The Theresa Lang Center is located in Flushing in Queens County and serves several New York City neighborhoods with high health disparities, including Corona, Elmhurst, and Jackson Heights. The population is culturally and ethnically diverse, a mixture of older and more recent immigrants, many of modest income and whose English proficiency is limited. The clinic offers a full range of general and specialty pediatric care. It is also a major training site for the Weill-Cornell Medical School, with some 60 residents rotating through the clinic each year. It is affiliated with NewYork-Presbyterian Hospital/Queens.
Theresa Lang: Key Elements
Type of practice
- High-volume pediatric clinic providing full range of general and specialty pediatric care, seeing more than 5,000 children under age 5 per year
- Training site for Weill-Cornell pediatric residents
- Flushing, Queens County, New York City, a culturally and ethnically very diverse community
- 75% to 80% of patients are insured by Medicaid
- Approximately 40% of the families have limited English proficiency
- Develop a close partnership with a community organization that offers significant support services for new mothers and their infants
- Use health information technology to streamline the screening and referral processes
- Conduct family satisfaction surveys to inform and refine process and experience
In late 2016, as the leadership of the Center considered incorporating psychosocial needs screening into its practice, it decided to work in tandem with a community partner and to focus on meeting the needs of new mothers and children under age one. They entered into an agreement with Public Health Solutions (PHS), a large health and social services organization that has a major presence in Queens and operates a nurse-family partnership program, parenting classes, and other support services. The Center and PHS staff collaborated on the family needs survey design, ultimately choosing a combination that addressed maternal depression, food insecurity, caregiver support, breastfeeding, literacy and education, and immigration/legal issues.
The new screening and referral process began in 2017, with screenings done at 1-month, 2-month, 4-month, and 6-month well-child visits. (During the initial period some patients objected to the frequency of the screening. The Center then reduced the frequency to three screenings: at the newborn, 1-month, and 4- month visits.) Parents completed the paper-based screen in the waiting room and the results were entered in the medical record by Center staff. Families who identified needs were referred to PHS, whose community health workers then reached out to schedule appointments. PHS sent monthly reports to the Center on the status of each referral.

• **Data provided**:
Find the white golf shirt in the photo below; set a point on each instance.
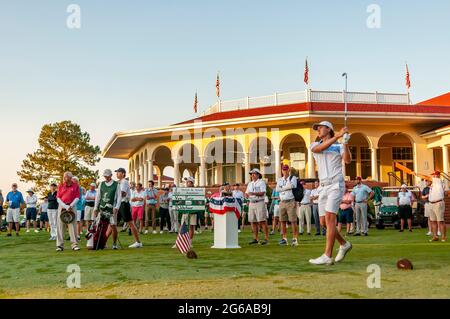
(329, 161)
(256, 187)
(437, 190)
(285, 186)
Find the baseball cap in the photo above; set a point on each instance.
(323, 123)
(121, 170)
(189, 179)
(107, 172)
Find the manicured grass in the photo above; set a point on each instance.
(31, 268)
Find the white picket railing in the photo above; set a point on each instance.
(308, 96)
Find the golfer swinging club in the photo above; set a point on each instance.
(329, 156)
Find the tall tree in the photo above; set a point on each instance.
(62, 147)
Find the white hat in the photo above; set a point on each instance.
(255, 170)
(189, 179)
(323, 123)
(107, 172)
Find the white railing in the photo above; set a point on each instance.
(308, 96)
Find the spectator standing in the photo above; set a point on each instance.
(437, 208)
(31, 211)
(43, 215)
(52, 210)
(304, 212)
(404, 201)
(346, 211)
(14, 199)
(362, 194)
(164, 211)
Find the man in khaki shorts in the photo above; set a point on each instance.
(437, 207)
(288, 207)
(192, 217)
(257, 210)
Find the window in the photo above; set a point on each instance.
(402, 153)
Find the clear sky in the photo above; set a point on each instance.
(137, 64)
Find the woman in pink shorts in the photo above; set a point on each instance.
(138, 205)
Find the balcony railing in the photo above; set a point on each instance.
(308, 96)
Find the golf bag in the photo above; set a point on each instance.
(96, 236)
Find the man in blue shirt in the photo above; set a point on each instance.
(14, 200)
(362, 194)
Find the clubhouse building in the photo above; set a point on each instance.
(232, 137)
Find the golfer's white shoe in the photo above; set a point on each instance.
(322, 260)
(135, 245)
(343, 250)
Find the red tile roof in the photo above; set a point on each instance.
(443, 100)
(321, 106)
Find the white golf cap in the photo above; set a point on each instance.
(107, 172)
(323, 123)
(255, 170)
(189, 179)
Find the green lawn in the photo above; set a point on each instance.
(30, 268)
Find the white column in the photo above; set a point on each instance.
(445, 163)
(219, 174)
(247, 168)
(202, 172)
(176, 171)
(277, 164)
(374, 164)
(150, 170)
(238, 173)
(311, 165)
(145, 183)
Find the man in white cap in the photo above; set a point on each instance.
(90, 203)
(189, 182)
(437, 208)
(108, 202)
(404, 201)
(329, 156)
(31, 211)
(257, 210)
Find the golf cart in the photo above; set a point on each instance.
(388, 214)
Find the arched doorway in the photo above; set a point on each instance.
(395, 148)
(294, 152)
(361, 157)
(224, 159)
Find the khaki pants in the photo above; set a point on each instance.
(60, 231)
(304, 213)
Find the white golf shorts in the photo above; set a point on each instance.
(12, 215)
(330, 197)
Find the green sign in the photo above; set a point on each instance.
(188, 200)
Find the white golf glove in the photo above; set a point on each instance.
(346, 138)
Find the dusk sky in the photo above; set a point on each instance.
(137, 64)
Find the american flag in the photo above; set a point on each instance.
(195, 103)
(218, 86)
(408, 80)
(306, 75)
(183, 242)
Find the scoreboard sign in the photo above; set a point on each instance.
(188, 200)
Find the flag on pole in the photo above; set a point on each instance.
(195, 102)
(218, 86)
(408, 80)
(183, 241)
(306, 75)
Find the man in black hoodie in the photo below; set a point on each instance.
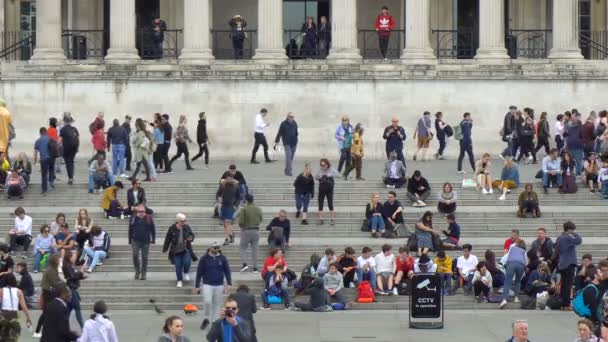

• **Check your understanding**:
a – In the Theresa Lang Center passage, at which well-child visits were screenings done after the Center reduced their frequency?
b – Carry on the account of the Theresa Lang Center's screening program after its last sentence.

• **Results of the exercise**:
a – At the newborn, 1-month, and 4-month visits.

b –
After some months of operation, the Center staff decided this system was not ideal. Survey responses had to be entered into the medical record manually, and referrals to PHS had to be sent by fax. Both processes were cumbersome and time-consuming, so the Center contracted with Phreesia, a technology company, to design an electronic screening tool that would be more efficient for the Center, for families, and for PHS. The new system uses both a tablet and a mobile app for the surveys, allowing parents to complete at home or in the office, and responses are transferred electronically to the medical record. Information necessary for referrals can be shared with PHS electronically. This updated system has been in place since 2018 and is working well for all parties involved—the Center, PHS, and families. This system has also been implemented at another NewYork-Presbyterian/Queens pediatric clinic in Jackson Heights, also in partnership with PHS.
The Center staff has conducted some informal satisfaction surveys with parents about the screening process and, if referred to PHS, whether that organization had been helpful. The parent responses were very positive. The Center plans to expand its use of such satisfaction surveys to further refine the process. Relatedly, PHS is developing a methodology that captures and sends back to the Center more detail on the outcome of each referral.
“This [partnership] project”, says Center project director Dr. Rachel Sharret, “has allowed our medical institution to better learn about the needs of our community and the resources available to our families. It has helped our providers feel a rededication to the importance of these needs in our families’ overall health.” Both partners envision a long-lasting relationship.